Written request> Copy out the stretch from the line containing "The query is: short wooden stake" through the line containing "left=269, top=257, right=281, bottom=280", swapping "wooden" for "timber" and changing nothing else.

━━━

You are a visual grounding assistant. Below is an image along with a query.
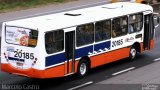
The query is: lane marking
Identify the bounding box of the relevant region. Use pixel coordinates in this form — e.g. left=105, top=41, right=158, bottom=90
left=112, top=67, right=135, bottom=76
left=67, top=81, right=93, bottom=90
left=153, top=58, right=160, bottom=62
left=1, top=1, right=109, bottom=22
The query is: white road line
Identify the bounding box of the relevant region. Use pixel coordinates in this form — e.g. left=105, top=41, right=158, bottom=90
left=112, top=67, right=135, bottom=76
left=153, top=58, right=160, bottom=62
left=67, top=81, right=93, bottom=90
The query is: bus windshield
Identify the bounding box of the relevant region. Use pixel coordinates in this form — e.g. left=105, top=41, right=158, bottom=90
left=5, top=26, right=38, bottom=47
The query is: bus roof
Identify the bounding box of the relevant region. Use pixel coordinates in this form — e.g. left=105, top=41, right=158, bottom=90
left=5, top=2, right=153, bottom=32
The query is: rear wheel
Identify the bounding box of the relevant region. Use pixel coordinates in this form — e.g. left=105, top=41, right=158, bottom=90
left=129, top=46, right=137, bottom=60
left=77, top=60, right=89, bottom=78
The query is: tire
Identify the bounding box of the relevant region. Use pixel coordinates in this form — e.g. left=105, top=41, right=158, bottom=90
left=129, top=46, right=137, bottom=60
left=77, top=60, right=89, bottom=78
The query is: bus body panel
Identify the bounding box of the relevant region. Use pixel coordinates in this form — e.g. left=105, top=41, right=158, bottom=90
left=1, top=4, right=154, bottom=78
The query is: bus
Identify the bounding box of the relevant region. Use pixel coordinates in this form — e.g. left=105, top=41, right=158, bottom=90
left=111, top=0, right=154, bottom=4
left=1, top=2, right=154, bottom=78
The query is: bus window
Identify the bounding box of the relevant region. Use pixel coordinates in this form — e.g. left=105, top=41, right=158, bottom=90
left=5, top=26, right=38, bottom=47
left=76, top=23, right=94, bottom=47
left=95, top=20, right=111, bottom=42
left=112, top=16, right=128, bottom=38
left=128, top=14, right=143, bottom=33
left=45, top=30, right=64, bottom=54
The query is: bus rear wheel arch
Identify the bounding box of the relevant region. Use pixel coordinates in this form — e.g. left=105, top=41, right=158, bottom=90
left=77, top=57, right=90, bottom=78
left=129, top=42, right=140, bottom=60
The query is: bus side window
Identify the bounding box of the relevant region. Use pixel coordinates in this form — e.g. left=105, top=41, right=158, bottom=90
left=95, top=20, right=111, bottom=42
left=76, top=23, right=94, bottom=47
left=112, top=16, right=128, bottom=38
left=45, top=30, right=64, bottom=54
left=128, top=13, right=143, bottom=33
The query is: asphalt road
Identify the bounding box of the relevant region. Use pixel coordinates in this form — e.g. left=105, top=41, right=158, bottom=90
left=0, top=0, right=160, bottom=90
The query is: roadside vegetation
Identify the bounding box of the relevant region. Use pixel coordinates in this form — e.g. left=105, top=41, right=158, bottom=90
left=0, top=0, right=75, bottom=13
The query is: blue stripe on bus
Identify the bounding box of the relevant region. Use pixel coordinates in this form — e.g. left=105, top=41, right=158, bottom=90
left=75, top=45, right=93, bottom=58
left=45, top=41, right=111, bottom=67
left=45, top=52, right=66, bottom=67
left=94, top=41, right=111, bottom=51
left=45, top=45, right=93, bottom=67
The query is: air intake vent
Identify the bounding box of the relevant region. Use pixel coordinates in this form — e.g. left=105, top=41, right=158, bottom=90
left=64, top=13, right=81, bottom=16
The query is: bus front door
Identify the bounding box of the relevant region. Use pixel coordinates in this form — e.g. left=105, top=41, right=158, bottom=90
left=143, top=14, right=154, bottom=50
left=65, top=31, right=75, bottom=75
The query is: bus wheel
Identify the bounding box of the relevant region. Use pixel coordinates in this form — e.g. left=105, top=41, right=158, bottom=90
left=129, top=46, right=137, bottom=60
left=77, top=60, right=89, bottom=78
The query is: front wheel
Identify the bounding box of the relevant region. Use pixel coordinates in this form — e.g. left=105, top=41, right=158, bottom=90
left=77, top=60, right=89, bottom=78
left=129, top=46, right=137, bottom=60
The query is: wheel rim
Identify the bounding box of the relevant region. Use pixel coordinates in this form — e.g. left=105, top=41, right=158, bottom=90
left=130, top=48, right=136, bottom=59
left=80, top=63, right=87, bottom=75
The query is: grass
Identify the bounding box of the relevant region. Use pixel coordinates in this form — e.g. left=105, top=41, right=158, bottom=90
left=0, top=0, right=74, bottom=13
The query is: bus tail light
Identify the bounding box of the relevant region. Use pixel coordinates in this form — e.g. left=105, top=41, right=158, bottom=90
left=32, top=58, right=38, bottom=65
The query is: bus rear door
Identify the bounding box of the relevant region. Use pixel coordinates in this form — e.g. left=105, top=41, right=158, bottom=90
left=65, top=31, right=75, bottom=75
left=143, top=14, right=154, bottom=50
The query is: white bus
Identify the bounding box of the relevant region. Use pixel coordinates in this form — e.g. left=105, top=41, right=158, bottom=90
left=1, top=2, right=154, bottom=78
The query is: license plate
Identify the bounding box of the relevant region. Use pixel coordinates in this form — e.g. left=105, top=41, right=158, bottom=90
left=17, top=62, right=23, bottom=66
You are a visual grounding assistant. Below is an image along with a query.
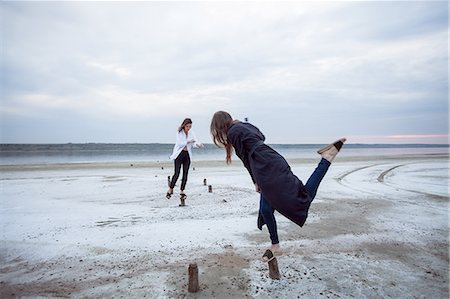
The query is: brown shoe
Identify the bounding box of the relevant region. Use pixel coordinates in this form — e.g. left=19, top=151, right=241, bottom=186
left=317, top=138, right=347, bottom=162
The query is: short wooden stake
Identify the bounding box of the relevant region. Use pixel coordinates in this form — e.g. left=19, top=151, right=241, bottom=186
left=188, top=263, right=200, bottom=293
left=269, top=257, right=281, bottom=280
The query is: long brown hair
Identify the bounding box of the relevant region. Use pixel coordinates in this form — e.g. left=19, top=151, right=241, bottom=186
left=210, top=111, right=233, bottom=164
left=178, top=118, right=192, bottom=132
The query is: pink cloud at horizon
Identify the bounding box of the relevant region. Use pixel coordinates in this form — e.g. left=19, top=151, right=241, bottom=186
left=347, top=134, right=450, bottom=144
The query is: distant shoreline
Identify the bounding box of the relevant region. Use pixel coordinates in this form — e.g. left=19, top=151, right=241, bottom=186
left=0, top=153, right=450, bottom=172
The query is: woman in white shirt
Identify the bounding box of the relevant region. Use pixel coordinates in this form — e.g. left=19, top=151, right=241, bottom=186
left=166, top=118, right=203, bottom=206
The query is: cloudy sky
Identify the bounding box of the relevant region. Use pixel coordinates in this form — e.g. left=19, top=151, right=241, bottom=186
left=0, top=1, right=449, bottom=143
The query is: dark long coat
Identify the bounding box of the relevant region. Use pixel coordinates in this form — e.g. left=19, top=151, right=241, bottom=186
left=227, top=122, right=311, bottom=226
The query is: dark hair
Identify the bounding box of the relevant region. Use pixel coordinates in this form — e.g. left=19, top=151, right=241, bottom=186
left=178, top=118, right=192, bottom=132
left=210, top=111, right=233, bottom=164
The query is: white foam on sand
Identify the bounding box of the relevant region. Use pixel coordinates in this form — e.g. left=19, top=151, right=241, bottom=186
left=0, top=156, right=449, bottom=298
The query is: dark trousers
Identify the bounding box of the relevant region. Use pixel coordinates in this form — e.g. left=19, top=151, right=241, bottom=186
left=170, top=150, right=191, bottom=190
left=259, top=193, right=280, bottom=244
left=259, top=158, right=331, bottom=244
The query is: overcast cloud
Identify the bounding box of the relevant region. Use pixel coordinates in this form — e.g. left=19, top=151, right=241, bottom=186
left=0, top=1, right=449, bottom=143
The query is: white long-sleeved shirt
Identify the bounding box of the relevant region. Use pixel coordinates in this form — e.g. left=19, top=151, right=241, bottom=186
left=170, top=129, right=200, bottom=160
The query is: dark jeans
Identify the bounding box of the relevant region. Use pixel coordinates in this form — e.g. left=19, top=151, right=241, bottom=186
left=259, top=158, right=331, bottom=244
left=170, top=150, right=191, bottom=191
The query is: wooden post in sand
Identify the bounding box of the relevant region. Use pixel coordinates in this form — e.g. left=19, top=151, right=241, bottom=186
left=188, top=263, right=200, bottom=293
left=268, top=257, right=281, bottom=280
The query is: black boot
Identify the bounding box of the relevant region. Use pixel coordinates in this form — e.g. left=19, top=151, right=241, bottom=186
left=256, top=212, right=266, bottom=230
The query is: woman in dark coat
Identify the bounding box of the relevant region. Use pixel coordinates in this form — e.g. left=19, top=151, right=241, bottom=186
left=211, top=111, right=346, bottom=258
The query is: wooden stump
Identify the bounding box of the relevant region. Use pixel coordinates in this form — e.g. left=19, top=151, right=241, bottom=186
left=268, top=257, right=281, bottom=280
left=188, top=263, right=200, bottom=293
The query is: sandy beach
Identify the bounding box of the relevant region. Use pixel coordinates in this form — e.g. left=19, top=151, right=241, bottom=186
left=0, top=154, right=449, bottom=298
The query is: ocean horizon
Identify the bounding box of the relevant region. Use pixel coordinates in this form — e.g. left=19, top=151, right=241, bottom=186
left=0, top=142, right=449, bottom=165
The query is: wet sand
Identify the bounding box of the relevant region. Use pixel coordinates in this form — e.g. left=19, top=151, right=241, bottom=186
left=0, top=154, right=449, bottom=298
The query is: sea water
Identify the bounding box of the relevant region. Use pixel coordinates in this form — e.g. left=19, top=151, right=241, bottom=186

━━━

Solved exercise>
The query is: short timber stake
Identify the bounding box of the relevant region. Use pixel coordinates in this form — e.g. left=19, top=151, right=241, bottom=186
left=188, top=263, right=200, bottom=293
left=269, top=257, right=281, bottom=280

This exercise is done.